Items from a labeling collection
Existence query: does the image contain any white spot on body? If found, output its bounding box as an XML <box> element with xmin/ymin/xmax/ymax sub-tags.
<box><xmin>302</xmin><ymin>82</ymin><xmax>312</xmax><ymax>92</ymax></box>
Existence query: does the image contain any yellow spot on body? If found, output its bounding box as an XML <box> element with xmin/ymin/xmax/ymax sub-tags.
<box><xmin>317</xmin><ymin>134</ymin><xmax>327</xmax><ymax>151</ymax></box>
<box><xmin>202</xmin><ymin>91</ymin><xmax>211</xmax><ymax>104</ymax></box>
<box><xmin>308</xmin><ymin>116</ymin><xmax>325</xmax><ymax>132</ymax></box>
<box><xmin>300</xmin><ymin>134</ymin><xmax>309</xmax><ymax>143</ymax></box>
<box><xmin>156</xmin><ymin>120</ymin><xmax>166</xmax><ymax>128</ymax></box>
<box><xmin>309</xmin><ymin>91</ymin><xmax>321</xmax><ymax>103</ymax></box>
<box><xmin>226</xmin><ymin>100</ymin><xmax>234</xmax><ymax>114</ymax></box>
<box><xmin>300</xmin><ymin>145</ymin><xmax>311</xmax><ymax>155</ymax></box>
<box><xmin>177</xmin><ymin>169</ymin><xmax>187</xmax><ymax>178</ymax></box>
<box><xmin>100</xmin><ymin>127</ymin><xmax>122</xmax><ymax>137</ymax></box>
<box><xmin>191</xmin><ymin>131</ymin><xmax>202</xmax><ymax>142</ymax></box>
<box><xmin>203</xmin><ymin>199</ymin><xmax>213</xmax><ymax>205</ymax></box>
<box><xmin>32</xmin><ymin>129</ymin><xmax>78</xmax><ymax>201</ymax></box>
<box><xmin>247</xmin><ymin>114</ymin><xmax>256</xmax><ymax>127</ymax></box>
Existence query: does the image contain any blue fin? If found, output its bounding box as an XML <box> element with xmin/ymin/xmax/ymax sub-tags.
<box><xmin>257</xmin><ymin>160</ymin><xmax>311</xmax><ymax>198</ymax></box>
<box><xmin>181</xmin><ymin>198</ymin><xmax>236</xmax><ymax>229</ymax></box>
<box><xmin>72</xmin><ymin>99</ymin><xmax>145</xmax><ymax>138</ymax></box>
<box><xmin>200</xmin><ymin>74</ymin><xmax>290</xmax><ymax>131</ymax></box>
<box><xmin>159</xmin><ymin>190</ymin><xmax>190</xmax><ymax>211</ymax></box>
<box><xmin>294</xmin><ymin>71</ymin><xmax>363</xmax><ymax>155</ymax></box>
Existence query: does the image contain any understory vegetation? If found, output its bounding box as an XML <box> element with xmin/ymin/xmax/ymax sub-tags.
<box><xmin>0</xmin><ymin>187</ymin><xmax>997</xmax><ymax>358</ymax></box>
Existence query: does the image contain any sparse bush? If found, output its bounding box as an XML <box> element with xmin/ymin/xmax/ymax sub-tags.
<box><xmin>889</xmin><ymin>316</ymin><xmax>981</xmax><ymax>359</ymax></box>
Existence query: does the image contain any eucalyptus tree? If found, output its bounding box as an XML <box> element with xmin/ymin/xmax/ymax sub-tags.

- **What you have to do**
Copy every line of the material above word for word, without changing anything.

- **Output of the task**
Existence query: does the image contain any white spot on body? If found, output its bounding box as an XML <box> element with xmin/ymin/xmax/ymax sub-tags.
<box><xmin>302</xmin><ymin>82</ymin><xmax>312</xmax><ymax>92</ymax></box>
Existence query: does the image contain any yellow spot on body? If found, output its bounding box as an XML <box> element with xmin/ymin/xmax/ymax sub-tags.
<box><xmin>317</xmin><ymin>134</ymin><xmax>327</xmax><ymax>151</ymax></box>
<box><xmin>202</xmin><ymin>91</ymin><xmax>211</xmax><ymax>104</ymax></box>
<box><xmin>308</xmin><ymin>116</ymin><xmax>325</xmax><ymax>132</ymax></box>
<box><xmin>300</xmin><ymin>134</ymin><xmax>309</xmax><ymax>143</ymax></box>
<box><xmin>156</xmin><ymin>120</ymin><xmax>166</xmax><ymax>128</ymax></box>
<box><xmin>309</xmin><ymin>91</ymin><xmax>321</xmax><ymax>103</ymax></box>
<box><xmin>226</xmin><ymin>100</ymin><xmax>234</xmax><ymax>114</ymax></box>
<box><xmin>300</xmin><ymin>145</ymin><xmax>311</xmax><ymax>155</ymax></box>
<box><xmin>177</xmin><ymin>169</ymin><xmax>187</xmax><ymax>178</ymax></box>
<box><xmin>100</xmin><ymin>127</ymin><xmax>122</xmax><ymax>137</ymax></box>
<box><xmin>191</xmin><ymin>131</ymin><xmax>202</xmax><ymax>142</ymax></box>
<box><xmin>203</xmin><ymin>199</ymin><xmax>213</xmax><ymax>205</ymax></box>
<box><xmin>32</xmin><ymin>129</ymin><xmax>78</xmax><ymax>201</ymax></box>
<box><xmin>247</xmin><ymin>114</ymin><xmax>256</xmax><ymax>127</ymax></box>
Existence query: does the image contain any blue fin? If found, output its bounding box as an XML <box> element with xmin/ymin/xmax/ymax sub-tags.
<box><xmin>257</xmin><ymin>160</ymin><xmax>311</xmax><ymax>198</ymax></box>
<box><xmin>181</xmin><ymin>198</ymin><xmax>236</xmax><ymax>229</ymax></box>
<box><xmin>72</xmin><ymin>99</ymin><xmax>145</xmax><ymax>138</ymax></box>
<box><xmin>200</xmin><ymin>74</ymin><xmax>290</xmax><ymax>131</ymax></box>
<box><xmin>159</xmin><ymin>190</ymin><xmax>190</xmax><ymax>211</ymax></box>
<box><xmin>294</xmin><ymin>71</ymin><xmax>363</xmax><ymax>155</ymax></box>
Existence query: does the image contain any understory vegetation? If found, output its bounding box as an XML <box> element with xmin/ymin/xmax/ymax sub-tags.
<box><xmin>0</xmin><ymin>187</ymin><xmax>997</xmax><ymax>358</ymax></box>
Existence query: does the image contain any sparse bush? If found, output its bounding box as an XML <box> element with xmin/ymin/xmax/ymax sub-tags.
<box><xmin>889</xmin><ymin>316</ymin><xmax>981</xmax><ymax>359</ymax></box>
Existence query: does the image contain any eucalyptus tree? If found, output its bounding box as an XML <box> element with xmin/ymin/xmax/ymax sub-tags.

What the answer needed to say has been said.